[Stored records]
>> Begin
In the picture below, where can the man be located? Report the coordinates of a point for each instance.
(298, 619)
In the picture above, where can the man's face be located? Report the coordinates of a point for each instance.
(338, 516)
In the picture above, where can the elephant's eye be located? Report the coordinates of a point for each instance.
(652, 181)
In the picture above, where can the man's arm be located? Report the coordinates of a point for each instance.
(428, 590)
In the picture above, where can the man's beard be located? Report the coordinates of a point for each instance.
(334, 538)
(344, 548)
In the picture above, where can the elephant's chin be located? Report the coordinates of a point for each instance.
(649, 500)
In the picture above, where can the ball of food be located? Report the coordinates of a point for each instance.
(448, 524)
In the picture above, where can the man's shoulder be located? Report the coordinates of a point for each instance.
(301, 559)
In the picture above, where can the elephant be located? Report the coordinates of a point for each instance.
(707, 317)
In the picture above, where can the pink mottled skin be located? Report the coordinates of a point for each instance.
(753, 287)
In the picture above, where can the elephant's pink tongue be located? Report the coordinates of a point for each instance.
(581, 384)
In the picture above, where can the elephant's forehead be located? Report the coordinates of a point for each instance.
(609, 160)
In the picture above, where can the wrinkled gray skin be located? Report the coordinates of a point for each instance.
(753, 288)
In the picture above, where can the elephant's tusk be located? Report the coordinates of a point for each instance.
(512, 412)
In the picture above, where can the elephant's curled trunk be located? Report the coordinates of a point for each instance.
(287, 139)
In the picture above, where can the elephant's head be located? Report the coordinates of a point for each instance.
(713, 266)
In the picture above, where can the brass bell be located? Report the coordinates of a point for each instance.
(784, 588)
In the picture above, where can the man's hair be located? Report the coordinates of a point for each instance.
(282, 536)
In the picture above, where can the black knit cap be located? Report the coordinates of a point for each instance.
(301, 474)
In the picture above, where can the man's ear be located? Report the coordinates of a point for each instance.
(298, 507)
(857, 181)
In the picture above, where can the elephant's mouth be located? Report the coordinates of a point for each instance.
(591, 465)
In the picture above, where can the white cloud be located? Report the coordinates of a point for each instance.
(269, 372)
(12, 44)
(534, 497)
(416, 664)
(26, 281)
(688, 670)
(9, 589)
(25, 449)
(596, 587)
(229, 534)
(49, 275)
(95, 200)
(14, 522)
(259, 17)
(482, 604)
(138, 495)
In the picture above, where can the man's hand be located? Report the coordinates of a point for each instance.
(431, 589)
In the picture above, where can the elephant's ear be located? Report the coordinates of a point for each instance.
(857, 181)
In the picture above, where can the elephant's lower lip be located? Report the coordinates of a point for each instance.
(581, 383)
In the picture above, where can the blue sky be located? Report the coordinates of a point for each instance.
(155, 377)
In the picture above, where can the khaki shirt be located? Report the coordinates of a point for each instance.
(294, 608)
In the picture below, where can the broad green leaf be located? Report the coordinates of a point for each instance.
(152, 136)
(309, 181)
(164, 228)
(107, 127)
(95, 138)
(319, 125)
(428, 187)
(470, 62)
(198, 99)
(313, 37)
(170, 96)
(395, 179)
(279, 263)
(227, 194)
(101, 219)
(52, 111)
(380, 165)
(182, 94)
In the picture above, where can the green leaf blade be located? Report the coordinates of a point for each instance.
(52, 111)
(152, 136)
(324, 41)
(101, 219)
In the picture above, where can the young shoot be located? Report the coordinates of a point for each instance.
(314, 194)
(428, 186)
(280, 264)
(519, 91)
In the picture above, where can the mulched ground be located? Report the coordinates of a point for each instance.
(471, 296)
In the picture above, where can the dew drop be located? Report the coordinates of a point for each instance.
>> End
● **WHAT TO PRODUCE**
Can you rewrite all of the data above so that every "instance" becomes "occurrence" and nothing else changes?

● **WORKED SOLUTION**
In the picture below, where can the man be located? Report the coordinates of a point for each occurrence.
(298, 619)
In the picture above, where can the man's face be located? Report the coordinates of a point for each occurrence.
(338, 516)
In the picture above, where can the elephant's eye be located? Report the coordinates of a point for each occurrence.
(652, 181)
In the picture above, where can the man's arm be located? Report the coordinates of a point for each occurrence.
(428, 590)
In the picture above, where can the man's beard be located? Report the coordinates of a point for each occurrence.
(334, 538)
(344, 548)
In the picture above, where can the elephant's chin be located? Report the coordinates of a point for each occurrence.
(649, 500)
In the picture above, where can the ball of food be located? Report the coordinates of a point for each occurrence.
(448, 524)
In the picture above, where can the man's shoulder be located? Report the coordinates of a point for each occurrence.
(301, 559)
In the picture above, where can the elephant be located? Report the coordinates of a point for each occurrence.
(707, 317)
In the picture above, where can the pink mottled skin be located? Report the coordinates of a point for each occurrence.
(753, 287)
In the picture above, where can the elephant's pink tongue be located? Report the coordinates of a point for each occurrence.
(581, 384)
In the picture above, where can the elephant's forehead be located? Report the coordinates of a point for each occurrence.
(609, 160)
In the picture above, where can the wrinkled gray skin be located? Report the coordinates of a point for each occurrence.
(753, 288)
In the picture above, where can the elephant's tusk be located? Report the coordinates of a point for each occurrence.
(512, 412)
In the picture above, where can the elephant's curled trunk be located? Report the coordinates of a point for each occurrence.
(287, 139)
In the picture above, where can the elephant's head be located? Report the coordinates of a point for each occurrence.
(713, 266)
In the picture above, where can the brass bell be located? Report the coordinates of a point for each occurrence.
(784, 588)
In the picture above, where can the man's hair be located? Report the coordinates of a point for each occurrence.
(282, 536)
In the picture above, where can the black knit cap be located? Report the coordinates of a point for each occurrence.
(301, 474)
In the picture above, where can the man's ear be located? Report the coordinates of a point for each occurrence.
(298, 507)
(857, 181)
In the picture above, where can the elephant's mouth be located? Report the coordinates of a point for each occurrence.
(591, 465)
In the picture above, where can the white cloud be located? Report the coordinates of a point for each occurrence.
(269, 372)
(12, 44)
(534, 497)
(416, 664)
(26, 281)
(688, 670)
(9, 589)
(25, 449)
(596, 587)
(229, 534)
(49, 275)
(95, 200)
(14, 522)
(259, 17)
(482, 604)
(138, 495)
In the picture above, where can the man's hand be located? Report the coordinates of a point for each occurrence.
(431, 589)
In the picture above, where can the elephant's ear be located? Report the coordinates of a point for each occurrence.
(857, 181)
In the picture above, where can the elephant's lower lip be located? Report the coordinates of a point for each occurrence.
(581, 383)
In the picture above, where can the blue sky be located? Report the coordinates of a point for each occurrence.
(155, 377)
In the picture above, where can the khaki shirt be located? Report the coordinates of a point for each occurrence.
(294, 608)
In the picture below, where can the broad green leaf be located? Report the coordinates of a point for each occurrence.
(152, 136)
(309, 181)
(164, 228)
(107, 127)
(95, 138)
(319, 125)
(428, 187)
(470, 62)
(198, 99)
(313, 37)
(170, 96)
(395, 179)
(279, 263)
(227, 194)
(101, 219)
(52, 111)
(380, 165)
(182, 94)
In the picture above, where can the green leaf blade be located? Report the coordinates of a point for each occurrence.
(52, 111)
(152, 136)
(324, 41)
(101, 219)
In the picture above, where can the young shoot be located? Report the coordinates of a point for each occurrence.
(314, 194)
(428, 186)
(280, 264)
(519, 91)
In the picture above, where can the mulched ground be located? Report the coordinates of a point for each occurrence.
(471, 296)
In the picture above, where can the dew drop be located? Report the coordinates of a point for each occurrence.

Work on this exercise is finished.